#### [Task statement]
Please count how many lines in the entries below contain the string "rock", treating uppercase and lowercase as different, and give only that number.

#### [Point annotation dataset entries]
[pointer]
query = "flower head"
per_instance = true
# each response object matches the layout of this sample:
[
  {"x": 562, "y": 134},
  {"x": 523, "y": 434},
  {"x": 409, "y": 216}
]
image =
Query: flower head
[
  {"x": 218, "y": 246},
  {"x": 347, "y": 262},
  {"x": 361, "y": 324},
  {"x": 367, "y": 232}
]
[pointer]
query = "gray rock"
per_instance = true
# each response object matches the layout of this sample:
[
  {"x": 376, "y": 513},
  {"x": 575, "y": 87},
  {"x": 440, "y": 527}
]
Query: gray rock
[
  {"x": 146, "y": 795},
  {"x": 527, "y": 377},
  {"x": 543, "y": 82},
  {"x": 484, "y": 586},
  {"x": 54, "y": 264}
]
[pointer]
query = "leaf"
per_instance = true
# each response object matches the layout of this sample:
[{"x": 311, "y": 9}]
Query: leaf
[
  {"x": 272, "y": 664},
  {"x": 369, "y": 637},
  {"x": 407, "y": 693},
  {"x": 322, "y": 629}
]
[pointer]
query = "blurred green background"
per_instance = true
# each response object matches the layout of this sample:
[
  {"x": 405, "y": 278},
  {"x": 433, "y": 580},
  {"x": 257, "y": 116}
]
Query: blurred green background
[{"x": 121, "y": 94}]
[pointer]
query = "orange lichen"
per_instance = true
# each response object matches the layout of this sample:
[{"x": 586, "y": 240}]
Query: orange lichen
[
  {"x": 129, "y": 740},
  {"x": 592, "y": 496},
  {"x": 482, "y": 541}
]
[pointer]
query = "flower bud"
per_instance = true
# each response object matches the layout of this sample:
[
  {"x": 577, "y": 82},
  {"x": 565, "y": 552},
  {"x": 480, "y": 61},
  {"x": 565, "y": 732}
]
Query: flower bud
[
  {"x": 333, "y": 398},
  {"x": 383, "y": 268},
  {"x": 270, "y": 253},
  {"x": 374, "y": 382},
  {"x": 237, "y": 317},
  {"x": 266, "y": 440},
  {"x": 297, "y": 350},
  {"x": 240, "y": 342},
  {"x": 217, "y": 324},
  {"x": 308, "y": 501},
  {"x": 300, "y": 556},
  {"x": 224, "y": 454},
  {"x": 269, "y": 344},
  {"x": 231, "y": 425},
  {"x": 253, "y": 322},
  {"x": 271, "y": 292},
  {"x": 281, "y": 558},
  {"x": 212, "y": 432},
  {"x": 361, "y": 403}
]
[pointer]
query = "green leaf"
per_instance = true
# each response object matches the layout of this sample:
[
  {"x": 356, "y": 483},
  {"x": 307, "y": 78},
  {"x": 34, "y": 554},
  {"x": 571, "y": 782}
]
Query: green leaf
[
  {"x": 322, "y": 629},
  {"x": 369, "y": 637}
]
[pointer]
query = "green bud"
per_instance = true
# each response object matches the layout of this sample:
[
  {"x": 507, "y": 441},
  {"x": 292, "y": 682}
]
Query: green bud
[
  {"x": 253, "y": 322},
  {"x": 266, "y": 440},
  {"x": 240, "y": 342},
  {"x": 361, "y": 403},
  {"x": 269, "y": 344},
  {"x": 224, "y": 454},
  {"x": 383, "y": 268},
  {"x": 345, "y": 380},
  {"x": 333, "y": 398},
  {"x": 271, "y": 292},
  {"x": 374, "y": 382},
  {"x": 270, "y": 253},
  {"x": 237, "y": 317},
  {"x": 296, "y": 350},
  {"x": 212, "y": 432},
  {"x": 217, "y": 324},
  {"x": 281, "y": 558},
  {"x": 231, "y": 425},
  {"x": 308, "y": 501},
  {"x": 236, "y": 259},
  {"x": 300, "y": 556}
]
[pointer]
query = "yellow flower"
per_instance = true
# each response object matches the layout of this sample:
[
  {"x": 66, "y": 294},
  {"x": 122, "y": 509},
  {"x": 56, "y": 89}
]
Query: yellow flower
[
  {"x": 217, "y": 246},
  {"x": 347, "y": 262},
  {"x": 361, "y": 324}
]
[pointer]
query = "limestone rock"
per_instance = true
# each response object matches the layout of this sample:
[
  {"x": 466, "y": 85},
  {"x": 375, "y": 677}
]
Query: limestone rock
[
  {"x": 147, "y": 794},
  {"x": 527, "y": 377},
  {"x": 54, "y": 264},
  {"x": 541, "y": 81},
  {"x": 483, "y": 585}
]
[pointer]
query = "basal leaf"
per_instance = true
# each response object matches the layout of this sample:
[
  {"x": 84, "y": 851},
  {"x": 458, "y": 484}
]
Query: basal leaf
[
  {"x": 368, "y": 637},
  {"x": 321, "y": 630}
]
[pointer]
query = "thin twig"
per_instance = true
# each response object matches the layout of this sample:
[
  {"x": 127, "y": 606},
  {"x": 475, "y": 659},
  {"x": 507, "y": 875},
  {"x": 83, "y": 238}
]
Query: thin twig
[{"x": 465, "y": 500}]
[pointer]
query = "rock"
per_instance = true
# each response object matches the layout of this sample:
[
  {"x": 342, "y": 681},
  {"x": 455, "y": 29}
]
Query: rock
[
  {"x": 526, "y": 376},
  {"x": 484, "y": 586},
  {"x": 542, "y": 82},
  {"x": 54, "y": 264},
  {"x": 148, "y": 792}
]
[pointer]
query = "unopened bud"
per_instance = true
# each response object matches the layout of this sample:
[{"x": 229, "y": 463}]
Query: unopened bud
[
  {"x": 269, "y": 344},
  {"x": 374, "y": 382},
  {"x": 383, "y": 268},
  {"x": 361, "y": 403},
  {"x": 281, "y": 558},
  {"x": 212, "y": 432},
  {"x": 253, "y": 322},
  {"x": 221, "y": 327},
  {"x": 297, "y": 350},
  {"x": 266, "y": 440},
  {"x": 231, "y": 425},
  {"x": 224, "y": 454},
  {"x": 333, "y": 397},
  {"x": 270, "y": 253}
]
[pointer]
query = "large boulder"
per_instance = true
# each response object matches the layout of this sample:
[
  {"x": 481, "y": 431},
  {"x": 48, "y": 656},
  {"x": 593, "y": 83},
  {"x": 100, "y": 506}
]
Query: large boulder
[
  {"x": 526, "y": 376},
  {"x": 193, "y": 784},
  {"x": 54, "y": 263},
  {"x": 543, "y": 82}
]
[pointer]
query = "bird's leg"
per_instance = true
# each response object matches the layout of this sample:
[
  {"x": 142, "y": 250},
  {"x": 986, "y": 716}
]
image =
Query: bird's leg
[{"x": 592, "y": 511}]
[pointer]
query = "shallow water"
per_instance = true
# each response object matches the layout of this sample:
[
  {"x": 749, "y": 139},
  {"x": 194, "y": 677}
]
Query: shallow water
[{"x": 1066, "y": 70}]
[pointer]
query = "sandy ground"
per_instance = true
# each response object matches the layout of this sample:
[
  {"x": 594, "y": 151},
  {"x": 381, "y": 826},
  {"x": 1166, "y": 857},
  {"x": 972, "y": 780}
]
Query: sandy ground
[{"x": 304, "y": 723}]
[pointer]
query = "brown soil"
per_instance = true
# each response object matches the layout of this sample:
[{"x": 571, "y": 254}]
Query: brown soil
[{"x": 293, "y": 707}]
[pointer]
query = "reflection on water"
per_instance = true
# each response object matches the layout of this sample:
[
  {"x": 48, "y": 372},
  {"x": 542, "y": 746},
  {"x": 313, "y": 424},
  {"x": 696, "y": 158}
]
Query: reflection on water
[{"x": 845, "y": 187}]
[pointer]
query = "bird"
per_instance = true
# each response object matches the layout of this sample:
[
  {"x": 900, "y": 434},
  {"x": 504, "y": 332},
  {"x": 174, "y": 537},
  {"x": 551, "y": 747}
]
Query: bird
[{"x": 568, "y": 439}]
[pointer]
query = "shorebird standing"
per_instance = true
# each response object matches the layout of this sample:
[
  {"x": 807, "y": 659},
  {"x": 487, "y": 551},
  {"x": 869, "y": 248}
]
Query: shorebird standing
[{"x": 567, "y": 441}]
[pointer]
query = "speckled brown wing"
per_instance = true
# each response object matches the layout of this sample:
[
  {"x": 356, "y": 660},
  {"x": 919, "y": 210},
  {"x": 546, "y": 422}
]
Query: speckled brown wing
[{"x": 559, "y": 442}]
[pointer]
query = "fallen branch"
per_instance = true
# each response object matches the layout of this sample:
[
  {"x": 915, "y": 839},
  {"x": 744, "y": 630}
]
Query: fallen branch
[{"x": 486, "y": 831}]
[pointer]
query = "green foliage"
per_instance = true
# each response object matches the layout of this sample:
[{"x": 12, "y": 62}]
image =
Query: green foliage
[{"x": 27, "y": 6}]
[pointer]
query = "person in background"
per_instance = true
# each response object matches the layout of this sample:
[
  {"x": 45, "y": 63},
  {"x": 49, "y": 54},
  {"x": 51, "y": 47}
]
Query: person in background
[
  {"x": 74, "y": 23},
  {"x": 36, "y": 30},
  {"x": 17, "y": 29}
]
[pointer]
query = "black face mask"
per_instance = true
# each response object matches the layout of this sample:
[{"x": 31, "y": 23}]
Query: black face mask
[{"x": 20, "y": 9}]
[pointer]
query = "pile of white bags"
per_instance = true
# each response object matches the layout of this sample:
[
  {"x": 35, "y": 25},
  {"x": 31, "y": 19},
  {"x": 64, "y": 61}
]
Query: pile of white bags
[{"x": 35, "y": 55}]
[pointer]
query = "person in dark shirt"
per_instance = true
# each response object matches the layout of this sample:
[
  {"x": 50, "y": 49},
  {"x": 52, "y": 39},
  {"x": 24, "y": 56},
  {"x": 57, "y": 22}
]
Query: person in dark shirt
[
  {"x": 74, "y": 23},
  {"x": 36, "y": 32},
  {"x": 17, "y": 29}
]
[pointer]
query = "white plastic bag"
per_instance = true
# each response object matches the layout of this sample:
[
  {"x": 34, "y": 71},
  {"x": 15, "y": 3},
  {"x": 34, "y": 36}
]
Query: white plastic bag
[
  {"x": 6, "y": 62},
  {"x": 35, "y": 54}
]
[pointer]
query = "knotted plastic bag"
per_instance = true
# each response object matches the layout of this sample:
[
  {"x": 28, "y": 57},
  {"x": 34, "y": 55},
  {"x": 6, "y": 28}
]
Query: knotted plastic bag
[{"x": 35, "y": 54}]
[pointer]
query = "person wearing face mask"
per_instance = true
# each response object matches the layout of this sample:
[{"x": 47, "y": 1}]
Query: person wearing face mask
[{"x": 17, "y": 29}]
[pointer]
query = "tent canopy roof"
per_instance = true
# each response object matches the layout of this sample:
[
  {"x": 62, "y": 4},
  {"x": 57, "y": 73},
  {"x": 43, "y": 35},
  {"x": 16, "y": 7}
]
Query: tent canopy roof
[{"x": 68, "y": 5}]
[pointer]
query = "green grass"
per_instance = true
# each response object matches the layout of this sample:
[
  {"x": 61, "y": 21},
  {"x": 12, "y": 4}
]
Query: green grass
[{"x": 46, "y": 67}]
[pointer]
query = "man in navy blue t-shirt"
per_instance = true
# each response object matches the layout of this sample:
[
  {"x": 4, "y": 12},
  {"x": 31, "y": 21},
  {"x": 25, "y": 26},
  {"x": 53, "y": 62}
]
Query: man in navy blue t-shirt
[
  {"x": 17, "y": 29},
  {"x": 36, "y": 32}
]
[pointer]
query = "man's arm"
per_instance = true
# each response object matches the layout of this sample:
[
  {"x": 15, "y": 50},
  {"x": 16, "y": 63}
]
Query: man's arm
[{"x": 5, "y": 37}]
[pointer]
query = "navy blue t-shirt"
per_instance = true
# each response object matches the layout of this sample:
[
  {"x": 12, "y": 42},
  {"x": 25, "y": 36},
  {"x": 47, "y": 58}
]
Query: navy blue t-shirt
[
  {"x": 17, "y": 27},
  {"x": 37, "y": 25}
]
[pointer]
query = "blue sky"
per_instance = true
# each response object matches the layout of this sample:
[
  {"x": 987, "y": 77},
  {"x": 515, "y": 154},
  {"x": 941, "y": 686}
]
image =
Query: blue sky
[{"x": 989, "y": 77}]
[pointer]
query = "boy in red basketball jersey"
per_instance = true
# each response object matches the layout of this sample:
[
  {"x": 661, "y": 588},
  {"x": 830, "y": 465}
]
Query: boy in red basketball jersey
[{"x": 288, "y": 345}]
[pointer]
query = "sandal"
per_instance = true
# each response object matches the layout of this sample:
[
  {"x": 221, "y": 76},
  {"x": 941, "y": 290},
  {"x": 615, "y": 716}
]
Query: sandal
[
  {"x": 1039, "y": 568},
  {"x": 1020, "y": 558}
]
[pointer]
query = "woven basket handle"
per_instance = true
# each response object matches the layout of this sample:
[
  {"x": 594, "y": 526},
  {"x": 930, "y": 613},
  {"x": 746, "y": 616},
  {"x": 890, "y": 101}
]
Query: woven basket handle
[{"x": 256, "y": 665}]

#### [The solution]
6